**DATASET CONTENT**:
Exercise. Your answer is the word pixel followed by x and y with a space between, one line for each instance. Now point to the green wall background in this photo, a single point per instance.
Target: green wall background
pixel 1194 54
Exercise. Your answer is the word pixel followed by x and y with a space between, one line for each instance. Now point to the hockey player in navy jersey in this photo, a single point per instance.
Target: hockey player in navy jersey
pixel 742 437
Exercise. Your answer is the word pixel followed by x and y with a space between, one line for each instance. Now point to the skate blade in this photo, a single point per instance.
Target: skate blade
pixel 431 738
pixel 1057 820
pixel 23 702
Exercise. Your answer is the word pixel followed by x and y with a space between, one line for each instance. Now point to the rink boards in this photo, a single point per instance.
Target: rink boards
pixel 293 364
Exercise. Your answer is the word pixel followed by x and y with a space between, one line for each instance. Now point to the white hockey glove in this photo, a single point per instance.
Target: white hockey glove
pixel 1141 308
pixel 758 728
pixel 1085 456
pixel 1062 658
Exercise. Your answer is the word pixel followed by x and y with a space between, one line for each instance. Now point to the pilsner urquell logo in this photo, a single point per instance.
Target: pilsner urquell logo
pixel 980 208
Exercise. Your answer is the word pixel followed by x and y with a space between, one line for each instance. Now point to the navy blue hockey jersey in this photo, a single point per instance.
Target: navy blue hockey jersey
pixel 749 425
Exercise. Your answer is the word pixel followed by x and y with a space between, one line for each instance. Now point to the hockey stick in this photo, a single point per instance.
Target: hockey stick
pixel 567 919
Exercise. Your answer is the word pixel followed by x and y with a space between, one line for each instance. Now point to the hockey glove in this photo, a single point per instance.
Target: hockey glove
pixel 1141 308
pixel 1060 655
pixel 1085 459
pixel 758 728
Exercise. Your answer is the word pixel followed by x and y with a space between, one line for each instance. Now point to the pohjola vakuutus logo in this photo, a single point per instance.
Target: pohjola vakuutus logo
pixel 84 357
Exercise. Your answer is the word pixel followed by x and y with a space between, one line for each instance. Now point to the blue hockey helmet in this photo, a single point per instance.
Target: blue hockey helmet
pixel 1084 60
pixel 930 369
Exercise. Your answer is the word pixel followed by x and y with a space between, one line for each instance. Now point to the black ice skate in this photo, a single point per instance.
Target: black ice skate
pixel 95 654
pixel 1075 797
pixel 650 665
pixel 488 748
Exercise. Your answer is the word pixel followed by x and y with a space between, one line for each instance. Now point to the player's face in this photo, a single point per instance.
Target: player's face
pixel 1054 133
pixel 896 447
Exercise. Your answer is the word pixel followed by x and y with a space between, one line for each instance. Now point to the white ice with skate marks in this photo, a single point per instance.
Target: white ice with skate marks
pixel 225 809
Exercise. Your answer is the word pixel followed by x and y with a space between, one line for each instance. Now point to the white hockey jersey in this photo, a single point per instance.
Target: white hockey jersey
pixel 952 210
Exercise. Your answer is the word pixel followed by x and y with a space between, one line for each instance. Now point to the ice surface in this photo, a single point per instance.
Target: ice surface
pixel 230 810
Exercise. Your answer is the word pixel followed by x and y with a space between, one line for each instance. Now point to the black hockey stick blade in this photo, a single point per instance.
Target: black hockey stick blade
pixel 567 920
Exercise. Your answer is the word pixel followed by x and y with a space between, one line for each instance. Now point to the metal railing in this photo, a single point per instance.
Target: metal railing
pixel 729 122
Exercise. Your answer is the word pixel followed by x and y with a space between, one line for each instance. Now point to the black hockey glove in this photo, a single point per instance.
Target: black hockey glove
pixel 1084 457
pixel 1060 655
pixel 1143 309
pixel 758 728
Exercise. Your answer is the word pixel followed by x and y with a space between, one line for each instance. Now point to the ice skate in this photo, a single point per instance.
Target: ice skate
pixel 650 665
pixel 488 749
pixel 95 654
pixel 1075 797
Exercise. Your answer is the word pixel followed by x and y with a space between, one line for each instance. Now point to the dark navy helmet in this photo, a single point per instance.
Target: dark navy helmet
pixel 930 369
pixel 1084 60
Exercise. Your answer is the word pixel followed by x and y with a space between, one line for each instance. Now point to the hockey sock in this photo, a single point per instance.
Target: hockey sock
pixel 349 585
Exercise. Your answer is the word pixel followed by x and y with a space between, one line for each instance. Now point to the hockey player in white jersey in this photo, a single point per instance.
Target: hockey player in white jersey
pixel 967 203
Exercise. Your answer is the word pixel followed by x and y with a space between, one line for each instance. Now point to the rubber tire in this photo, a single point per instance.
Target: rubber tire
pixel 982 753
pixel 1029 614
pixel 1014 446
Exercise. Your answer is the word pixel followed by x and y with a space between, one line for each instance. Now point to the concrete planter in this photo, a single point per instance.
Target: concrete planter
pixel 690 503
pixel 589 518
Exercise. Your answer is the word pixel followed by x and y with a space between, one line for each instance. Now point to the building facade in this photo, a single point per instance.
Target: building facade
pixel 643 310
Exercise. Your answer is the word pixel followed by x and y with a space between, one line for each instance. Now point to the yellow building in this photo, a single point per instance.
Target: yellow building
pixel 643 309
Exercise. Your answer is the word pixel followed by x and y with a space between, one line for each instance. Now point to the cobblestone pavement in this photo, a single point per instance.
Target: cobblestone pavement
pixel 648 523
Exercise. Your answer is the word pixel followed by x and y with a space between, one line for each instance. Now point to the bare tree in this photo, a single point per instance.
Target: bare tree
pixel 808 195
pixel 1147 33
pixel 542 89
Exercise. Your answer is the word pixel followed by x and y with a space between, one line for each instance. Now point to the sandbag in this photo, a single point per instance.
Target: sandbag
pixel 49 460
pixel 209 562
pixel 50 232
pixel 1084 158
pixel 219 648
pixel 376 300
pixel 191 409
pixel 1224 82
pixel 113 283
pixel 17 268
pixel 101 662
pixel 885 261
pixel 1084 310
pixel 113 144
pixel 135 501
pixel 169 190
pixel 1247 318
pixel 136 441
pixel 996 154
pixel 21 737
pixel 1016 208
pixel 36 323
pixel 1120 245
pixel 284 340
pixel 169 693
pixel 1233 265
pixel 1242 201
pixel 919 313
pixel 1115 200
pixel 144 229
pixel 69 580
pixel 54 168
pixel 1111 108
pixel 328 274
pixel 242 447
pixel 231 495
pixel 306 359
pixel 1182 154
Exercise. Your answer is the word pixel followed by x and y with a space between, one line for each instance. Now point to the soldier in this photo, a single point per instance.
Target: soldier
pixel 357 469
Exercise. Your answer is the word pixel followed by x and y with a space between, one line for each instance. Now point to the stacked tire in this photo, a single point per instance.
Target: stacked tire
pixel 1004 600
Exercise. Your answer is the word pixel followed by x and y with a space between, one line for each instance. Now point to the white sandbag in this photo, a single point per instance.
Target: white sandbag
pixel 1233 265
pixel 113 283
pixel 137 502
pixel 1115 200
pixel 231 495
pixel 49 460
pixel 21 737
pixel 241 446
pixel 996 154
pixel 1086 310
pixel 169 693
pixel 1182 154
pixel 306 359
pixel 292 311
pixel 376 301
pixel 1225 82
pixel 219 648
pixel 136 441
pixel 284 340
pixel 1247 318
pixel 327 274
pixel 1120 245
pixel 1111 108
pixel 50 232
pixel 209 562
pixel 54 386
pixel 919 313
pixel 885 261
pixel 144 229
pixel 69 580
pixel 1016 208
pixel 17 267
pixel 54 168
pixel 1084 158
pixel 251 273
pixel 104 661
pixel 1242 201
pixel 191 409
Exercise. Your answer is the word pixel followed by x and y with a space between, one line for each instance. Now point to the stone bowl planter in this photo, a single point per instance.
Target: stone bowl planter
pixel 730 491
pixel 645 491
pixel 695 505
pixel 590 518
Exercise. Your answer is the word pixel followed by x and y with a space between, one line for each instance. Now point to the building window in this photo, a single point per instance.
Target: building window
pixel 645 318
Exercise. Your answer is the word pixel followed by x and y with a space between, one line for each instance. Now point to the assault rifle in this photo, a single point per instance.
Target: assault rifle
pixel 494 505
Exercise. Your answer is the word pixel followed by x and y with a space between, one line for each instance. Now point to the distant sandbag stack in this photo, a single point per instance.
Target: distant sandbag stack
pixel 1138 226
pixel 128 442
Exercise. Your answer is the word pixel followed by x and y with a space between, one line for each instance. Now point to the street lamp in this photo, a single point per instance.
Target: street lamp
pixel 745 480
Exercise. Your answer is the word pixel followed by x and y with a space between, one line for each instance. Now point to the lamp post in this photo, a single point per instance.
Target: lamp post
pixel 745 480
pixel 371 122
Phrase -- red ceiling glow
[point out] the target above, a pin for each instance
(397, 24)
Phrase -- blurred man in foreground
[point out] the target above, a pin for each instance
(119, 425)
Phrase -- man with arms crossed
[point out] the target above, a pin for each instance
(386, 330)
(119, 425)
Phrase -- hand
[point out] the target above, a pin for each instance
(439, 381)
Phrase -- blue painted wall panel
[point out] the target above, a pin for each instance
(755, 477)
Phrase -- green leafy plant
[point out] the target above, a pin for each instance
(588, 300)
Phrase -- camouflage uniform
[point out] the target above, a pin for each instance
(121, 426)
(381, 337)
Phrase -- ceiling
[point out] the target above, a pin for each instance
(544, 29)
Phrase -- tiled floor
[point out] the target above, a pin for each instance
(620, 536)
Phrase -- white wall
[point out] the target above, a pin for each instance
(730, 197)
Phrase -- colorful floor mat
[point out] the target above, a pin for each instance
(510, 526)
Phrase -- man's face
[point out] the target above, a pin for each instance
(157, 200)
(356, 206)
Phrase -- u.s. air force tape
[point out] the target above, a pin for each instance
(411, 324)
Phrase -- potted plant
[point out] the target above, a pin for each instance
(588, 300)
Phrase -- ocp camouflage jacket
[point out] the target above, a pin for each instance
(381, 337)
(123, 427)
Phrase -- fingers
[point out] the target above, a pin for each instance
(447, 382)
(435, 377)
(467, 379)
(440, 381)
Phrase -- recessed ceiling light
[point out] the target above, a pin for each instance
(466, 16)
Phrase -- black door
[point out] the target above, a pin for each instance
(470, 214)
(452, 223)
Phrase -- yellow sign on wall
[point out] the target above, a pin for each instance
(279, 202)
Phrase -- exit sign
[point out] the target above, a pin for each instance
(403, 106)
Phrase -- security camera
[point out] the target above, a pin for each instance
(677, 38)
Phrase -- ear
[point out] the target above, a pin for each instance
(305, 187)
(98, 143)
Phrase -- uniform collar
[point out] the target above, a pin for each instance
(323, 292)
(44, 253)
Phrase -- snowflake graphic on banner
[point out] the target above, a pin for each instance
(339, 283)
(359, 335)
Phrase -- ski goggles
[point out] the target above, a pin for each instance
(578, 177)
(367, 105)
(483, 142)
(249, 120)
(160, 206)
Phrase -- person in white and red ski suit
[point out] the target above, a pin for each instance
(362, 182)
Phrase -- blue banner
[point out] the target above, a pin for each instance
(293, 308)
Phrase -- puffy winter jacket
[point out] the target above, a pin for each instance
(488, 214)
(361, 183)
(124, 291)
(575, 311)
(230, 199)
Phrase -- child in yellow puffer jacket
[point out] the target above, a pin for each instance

**PROBLEM TO WORK ON**: Report every line containing the string "uniform" in the material.

**WRITTEN SOLUTION**:
Phrase -- camouflage uniform
Phrase -- uniform collar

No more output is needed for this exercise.